* [DESCRIPTION OF THE TASK]:
Output the lines from the beginning through the line containing "M240 56L248 54L249", inclusive, as a Markdown table with the columns Row and Line, numbering each row and skipping blank lines. Leave the pictures out.

** Begin **

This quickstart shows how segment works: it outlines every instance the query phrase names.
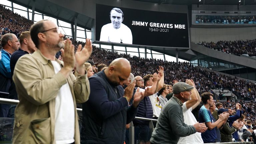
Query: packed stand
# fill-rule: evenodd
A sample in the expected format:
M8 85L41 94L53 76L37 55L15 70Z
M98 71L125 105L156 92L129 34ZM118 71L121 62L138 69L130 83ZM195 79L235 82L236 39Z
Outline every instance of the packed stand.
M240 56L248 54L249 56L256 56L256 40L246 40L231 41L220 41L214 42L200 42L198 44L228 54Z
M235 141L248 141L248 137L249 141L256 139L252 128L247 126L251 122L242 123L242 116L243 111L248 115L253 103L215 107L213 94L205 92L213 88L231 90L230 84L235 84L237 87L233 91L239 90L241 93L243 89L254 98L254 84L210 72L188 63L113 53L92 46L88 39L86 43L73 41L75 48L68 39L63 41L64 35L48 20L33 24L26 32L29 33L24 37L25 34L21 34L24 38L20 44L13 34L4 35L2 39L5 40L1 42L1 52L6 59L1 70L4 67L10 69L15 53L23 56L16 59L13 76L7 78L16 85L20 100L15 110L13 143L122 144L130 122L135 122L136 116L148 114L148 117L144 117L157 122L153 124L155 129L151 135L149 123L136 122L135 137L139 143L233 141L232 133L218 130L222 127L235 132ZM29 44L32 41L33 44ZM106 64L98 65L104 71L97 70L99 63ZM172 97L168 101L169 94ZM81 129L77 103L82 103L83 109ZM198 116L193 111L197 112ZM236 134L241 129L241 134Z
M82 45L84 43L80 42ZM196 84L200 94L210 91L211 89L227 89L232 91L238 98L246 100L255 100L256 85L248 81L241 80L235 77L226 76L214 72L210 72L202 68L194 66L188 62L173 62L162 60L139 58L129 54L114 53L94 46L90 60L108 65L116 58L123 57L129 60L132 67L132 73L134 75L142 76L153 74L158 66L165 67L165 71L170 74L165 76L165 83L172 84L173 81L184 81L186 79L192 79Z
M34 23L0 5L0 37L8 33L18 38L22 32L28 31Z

** End **

* [RESPONSE BELOW]:
| Row | Line |
|---|---|
| 1 | This quickstart shows how segment works: it outlines every instance the query phrase names. |
| 2 | Query: packed stand |
| 3 | # fill-rule: evenodd |
| 4 | A sample in the expected format: |
| 5 | M8 85L41 94L53 76L37 55L15 70Z |
| 6 | M98 71L125 105L156 92L129 34ZM118 71L121 62L138 69L130 83ZM195 79L235 82L236 39Z |
| 7 | Outline every instance of the packed stand. |
| 8 | M240 56L248 54L249 56L256 56L256 40L246 40L231 41L220 41L214 42L200 42L198 44L228 54Z |